• SUPPLIED INFORMATION
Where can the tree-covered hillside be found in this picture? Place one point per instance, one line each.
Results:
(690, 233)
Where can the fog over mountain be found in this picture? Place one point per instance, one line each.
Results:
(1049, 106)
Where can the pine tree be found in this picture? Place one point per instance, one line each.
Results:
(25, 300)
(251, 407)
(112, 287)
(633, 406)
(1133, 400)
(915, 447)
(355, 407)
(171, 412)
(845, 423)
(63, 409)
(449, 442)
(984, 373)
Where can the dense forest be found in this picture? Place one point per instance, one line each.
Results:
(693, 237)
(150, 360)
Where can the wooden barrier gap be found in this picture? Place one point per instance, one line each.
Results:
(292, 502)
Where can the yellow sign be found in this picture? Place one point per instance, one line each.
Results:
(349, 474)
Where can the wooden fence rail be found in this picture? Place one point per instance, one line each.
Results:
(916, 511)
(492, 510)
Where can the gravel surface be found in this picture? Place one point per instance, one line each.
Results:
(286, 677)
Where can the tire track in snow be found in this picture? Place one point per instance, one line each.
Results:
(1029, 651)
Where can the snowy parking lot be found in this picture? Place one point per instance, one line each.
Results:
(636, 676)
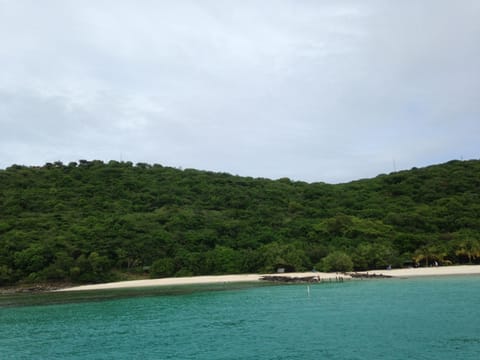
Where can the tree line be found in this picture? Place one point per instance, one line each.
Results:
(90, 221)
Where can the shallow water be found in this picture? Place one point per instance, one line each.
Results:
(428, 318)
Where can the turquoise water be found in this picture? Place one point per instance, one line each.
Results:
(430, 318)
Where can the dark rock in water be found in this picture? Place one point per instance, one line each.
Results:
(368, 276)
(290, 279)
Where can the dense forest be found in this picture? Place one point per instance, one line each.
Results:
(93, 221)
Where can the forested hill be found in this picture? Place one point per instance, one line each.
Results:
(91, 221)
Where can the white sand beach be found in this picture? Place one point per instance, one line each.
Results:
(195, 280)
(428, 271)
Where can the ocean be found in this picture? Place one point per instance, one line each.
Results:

• PROBLEM TO WORK ON
Format every line of the records above as a Markdown table with two columns, Row and Line, numbering the rows and omitting blank lines. Leave the pictures out of the table.

• FULL SOLUTION
| Row | Line |
|---|---|
| 1 | Where can the tree-covered hillside be found in this picture? Place one point per instance, one line each. |
| 2 | Results: |
| 3 | (690, 233) |
| 4 | Where can the fog over mountain be found in this picture? Place one point per instance, one line each. |
| 5 | Results: |
| 6 | (1049, 106) |
| 7 | Where can the pine tree be found in this picture? Place one point per instance, one line each. |
| 8 | Results: |
| 9 | (25, 300) |
| 10 | (251, 407) |
| 11 | (112, 287) |
| 12 | (633, 406) |
| 13 | (1133, 400) |
| 14 | (915, 447) |
| 15 | (355, 407) |
| 16 | (171, 412) |
| 17 | (845, 423) |
| 18 | (63, 409) |
| 19 | (449, 442) |
| 20 | (984, 373) |
| 21 | Where can the dense forest be found in this picture? Place one point per instance, one line each. |
| 22 | Results: |
| 23 | (693, 237) |
| 24 | (150, 360) |
| 25 | Where can the wooden barrier gap be found in this picture? Place one point per instance, one line each. |
| 26 | Results: |
| 27 | (292, 502) |
| 28 | Where can the yellow sign be found in this picture? Place one point per instance, one line each. |
| 29 | Results: |
| 30 | (349, 474) |
| 31 | Where can the wooden fence rail be found in this picture? Place one point per instance, one line each. |
| 32 | Results: |
| 33 | (916, 511) |
| 34 | (492, 510) |
| 35 | Where can the gravel surface be found in this picture? Place one point per instance, one line each. |
| 36 | Results: |
| 37 | (286, 677) |
| 38 | Where can the tire track in snow be found in this picture? Place one point per instance, one line each. |
| 39 | Results: |
| 40 | (1029, 651) |
| 41 | Where can the snowy parking lot be found in this picture? Place one point per instance, one line each. |
| 42 | Results: |
| 43 | (636, 676) |
| 44 | Where can the tree line be found in this picture? Place one point per instance, one line each. |
| 45 | Results: |
| 46 | (90, 221) |
| 47 | Where can the shallow water be found in this picture? Place one point per instance, one line each. |
| 48 | Results: |
| 49 | (428, 318) |
| 50 | Where can the turquoise water be found in this picture? Place one point per instance, one line each. |
| 51 | Results: |
| 52 | (430, 318) |
| 53 | Where can the dark rock in water be found in this picture? Place one point per instance, one line each. |
| 54 | Results: |
| 55 | (368, 276) |
| 56 | (290, 279) |
| 57 | Where can the dense forest be found in this picture? Place one point per instance, one line each. |
| 58 | Results: |
| 59 | (93, 221) |
| 60 | Where can the forested hill be found in this picture? Place one point per instance, one line each. |
| 61 | Results: |
| 62 | (91, 221) |
| 63 | Where can the white sand beach be found in this picture? Place one point per instance, one line each. |
| 64 | Results: |
| 65 | (195, 280) |
| 66 | (428, 271) |
| 67 | Where can the ocean be found in this picture? Place one point per instance, one line each. |
| 68 | Results: |